Task directions:
Print the entries verbatim, leaving out the images they contain.

Task inputs:
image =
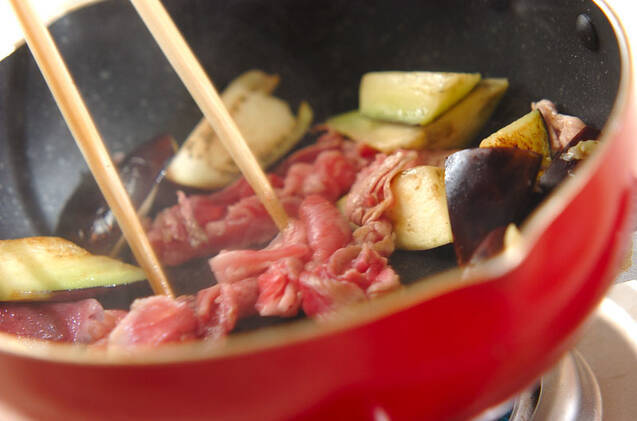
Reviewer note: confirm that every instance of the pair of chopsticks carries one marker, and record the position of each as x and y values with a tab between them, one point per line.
90	142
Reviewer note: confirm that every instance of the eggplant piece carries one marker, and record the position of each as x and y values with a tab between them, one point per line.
412	97
453	129
497	242
528	132
41	268
86	218
487	188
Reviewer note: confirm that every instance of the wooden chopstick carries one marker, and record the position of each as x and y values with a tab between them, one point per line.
192	74
88	139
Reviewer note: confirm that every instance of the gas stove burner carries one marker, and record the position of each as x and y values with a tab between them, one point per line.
569	392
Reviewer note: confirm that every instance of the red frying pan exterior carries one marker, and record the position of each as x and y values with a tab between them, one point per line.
445	358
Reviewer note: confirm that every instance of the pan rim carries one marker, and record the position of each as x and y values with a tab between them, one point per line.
271	338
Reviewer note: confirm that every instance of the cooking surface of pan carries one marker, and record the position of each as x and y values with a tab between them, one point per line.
465	347
319	49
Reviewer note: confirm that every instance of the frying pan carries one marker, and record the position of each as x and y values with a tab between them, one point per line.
445	347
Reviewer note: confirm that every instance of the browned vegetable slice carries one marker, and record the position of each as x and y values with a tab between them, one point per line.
419	214
462	122
453	129
412	97
487	188
528	132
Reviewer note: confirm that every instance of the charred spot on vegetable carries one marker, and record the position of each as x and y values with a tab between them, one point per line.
565	164
487	188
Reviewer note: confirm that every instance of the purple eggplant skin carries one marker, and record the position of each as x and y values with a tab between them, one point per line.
490	246
487	188
86	218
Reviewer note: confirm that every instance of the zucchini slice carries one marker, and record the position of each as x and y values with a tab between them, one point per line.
412	97
419	214
266	122
380	135
33	268
457	127
528	132
453	129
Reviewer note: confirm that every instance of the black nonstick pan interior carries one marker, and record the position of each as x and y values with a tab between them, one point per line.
320	50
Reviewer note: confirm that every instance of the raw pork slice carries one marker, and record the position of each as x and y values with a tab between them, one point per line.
82	321
202	225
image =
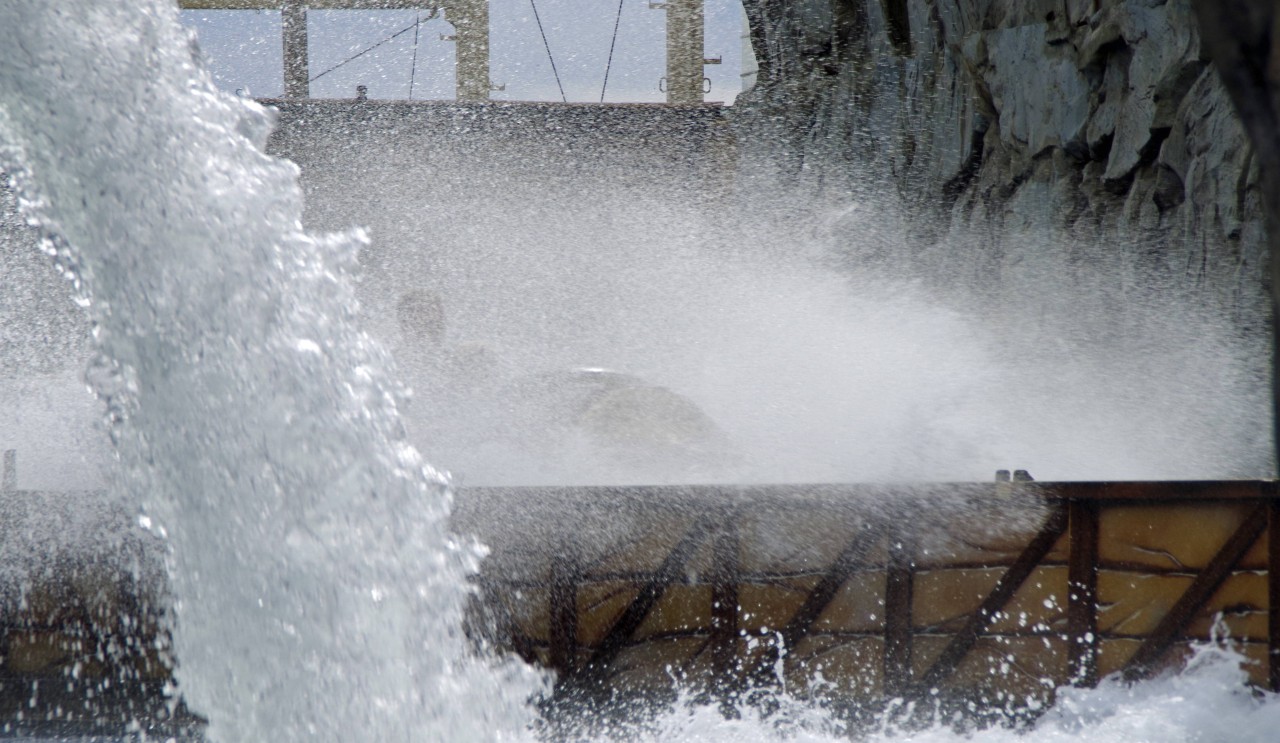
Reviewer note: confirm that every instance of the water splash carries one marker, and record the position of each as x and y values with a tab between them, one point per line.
1208	701
319	592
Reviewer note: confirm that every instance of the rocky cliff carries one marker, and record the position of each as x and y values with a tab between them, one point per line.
1098	123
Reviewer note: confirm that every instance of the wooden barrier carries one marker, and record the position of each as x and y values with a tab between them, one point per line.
997	593
993	595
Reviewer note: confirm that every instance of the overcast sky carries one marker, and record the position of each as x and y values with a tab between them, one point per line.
243	48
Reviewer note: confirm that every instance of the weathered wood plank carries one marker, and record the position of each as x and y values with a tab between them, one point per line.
1082	584
1147	655
964	641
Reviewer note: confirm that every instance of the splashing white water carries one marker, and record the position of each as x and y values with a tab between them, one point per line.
1207	702
319	596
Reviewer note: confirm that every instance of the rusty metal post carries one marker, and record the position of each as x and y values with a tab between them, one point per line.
293	31
1274	595
899	588
725	605
685	58
1082	593
470	19
565	578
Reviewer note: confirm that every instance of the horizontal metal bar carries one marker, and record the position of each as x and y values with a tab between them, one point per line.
800	493
309	4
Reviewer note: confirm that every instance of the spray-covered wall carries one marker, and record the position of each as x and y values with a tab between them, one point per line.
1097	121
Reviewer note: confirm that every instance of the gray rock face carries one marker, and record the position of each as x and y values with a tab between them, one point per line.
1097	119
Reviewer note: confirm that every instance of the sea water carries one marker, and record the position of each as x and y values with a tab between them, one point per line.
256	427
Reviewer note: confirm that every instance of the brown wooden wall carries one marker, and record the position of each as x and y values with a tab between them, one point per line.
991	592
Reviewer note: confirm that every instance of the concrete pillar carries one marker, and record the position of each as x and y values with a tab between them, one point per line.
293	27
685	51
470	19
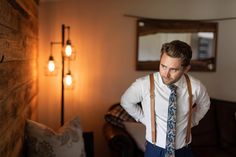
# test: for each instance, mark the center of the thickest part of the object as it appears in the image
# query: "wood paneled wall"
(18, 71)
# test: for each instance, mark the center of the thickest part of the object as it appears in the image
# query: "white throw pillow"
(42, 141)
(137, 131)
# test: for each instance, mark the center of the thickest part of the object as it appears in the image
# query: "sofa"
(215, 136)
(69, 140)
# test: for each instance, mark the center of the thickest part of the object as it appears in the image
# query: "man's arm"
(202, 105)
(130, 98)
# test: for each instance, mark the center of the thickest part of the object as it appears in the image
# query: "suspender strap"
(190, 109)
(152, 100)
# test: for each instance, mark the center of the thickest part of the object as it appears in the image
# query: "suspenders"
(152, 105)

Reply:
image =
Reviewer note: confirm that every instance of the pair of chopsticks carries one marker, and record the position of each as x and y values with a tab between them, one point per line.
90	142
Reviewer note: confirm that every instance of the eggplant piece carries one marker, and record the position of each as x and y values with a tab between them, one point per line.
412	97
453	129
497	242
528	132
41	268
86	218
487	188
Reviewer note: confirm that every instance of the wooden chopstick carries one marker, and record the position of each as x and y values with a tab between them, one point per line.
192	74
88	139
Reviewer note: confirm that every instance of the gas stove burner carries one marker, and record the position of each as x and y values with a tab between them, one point per line.
569	392
Reviewer note: confirm that every instance of the red frying pan exterior carries one marker, and record the position of each as x and y values with a tab between them, one point per line.
445	358
Reviewer note: confirm that every instance of the pan rim carries one marker, and record the position of each as x and y values with a tab between them, one point per line.
271	338
Reviewer note: confirm that every instance of the cooking surface of pan carries one marker, and record the position of each as x and y values with a tab between them, one point per line.
465	347
319	49
Reviewer note: confirm that every instance of the frying pan carries one marker, and record the position of each as x and y values with a tab between them, one point per line.
445	347
Reviewer note: confirm that every instance of the browned vegetable slice carries one marker, and record the position of each as x and y values with a tab between them, one point per line.
419	214
462	122
453	129
412	97
487	188
528	132
Reviewer note: confirm that every instance of the charred spot on vegetable carries one marker, and record the position of each as x and y values with a tab between them, one point per line.
565	164
487	188
Reviewer note: confirm that every instance of the purple eggplant skin carries one marker, and record the position of each as x and y values with a tab between them, one point per line.
490	246
487	188
86	218
Reviewer note: confirm that every instance of the zucchini slice carries one marker, and record the position of each as x and y values with a tab between them, one point per line.
412	97
419	214
266	122
380	135
33	268
457	127
528	132
453	129
Reviewer note: confirm that every instance of the black nonstick pan interior carries one marker, and record the position of each as x and y values with a tab between them, one point per line.
320	50
Reviewer note: confirm that every instance of the raw pork slice carries one marker, and record the position of each as x and y values with a tab between them, one point per line.
82	321
202	225
image =
Reviewer note: confirm that every instance of the water splash carries one marker, and record the position of each as x and y values with a tab between them, one point per line.
1208	701
319	592
Reviewer note: confirm that every instance of the rocky cliff carries one marker, and record the position of each as x and y values with a tab between them, one point per line.
1098	123
Reviewer note: confirm that every instance of the wooden barrier carries one marker, and record the position of each as x and y values with a tab between them, one point per line.
997	593
993	595
Reviewer note: confirm that every instance of the overcast sky carries one marker, and record the position of each as x and y values with a tab between them, one point per line.
243	48
Reviewer note: confirm that every instance of the weathered wood plank carries one marker, and record the position of each as x and y values with a tab between them, one point per line.
1082	584
1147	655
964	641
Reviewer note: confirm that every instance of the splashing white water carries one marker, and record the position of each as x and y values with a tab between them, one point per line.
1207	702
319	596
Reviewer note: confirm that every instance of the rusty metal post carries one marker, and record the position of each as x and y values with a tab between them, one point per line.
293	31
1274	595
899	588
725	605
685	58
1082	593
470	19
565	578
Reviewer note: confirm that every instance of the horizontal metal bar carries one marker, and record the position of each as x and y values with a tab between them, one point per line.
800	493
309	4
Reviewer note: confirm that every instance of the spray-covered wall carries one marker, and record the position of each as x and y values with a tab between them, one point per line.
1097	121
Reviewer note: confirm that every instance of the gray rock face carries one marker, and record the position of each as x and y values with a tab between them, one point per line.
1097	119
Reviewer note: confirm that every instance of the sea water carries one marker, and record the position of each as x and y values with a tab between them, one point per line.
256	427
Reviewer note: confirm that every instance of the brown wooden wall carries one marker, and record the position of each as x and y values with a tab between them, one point per line.
991	592
Reviewer note: confirm that every instance of the concrete pillar carries one marker, and record the position of each as x and y values with a tab between them, one point per line.
293	27
685	51
470	19
# test: for each instance, mark the center of the thickest part of the object as it appears in the image
# query: "wood paneled wall"
(18, 71)
# test: for each instance, mark the center of the thickest part of the object as it appears in the image
# query: "white throw pillow"
(42, 141)
(137, 131)
# test: for each instance, mark the center of the thickest part of the object as it appears in the image
# query: "sofa"
(215, 136)
(69, 140)
# test: for each instance, mark the center of the thickest part of the object as it appears in the image
# query: "man's arm"
(202, 105)
(130, 98)
# test: for each instance, mark the center of the thickest part of the object as it appears in the image
# query: "suspender strap"
(190, 109)
(152, 100)
# test: for each instance, mark the center of the thickest part of the object as it appears in the image
# query: "suspenders"
(152, 105)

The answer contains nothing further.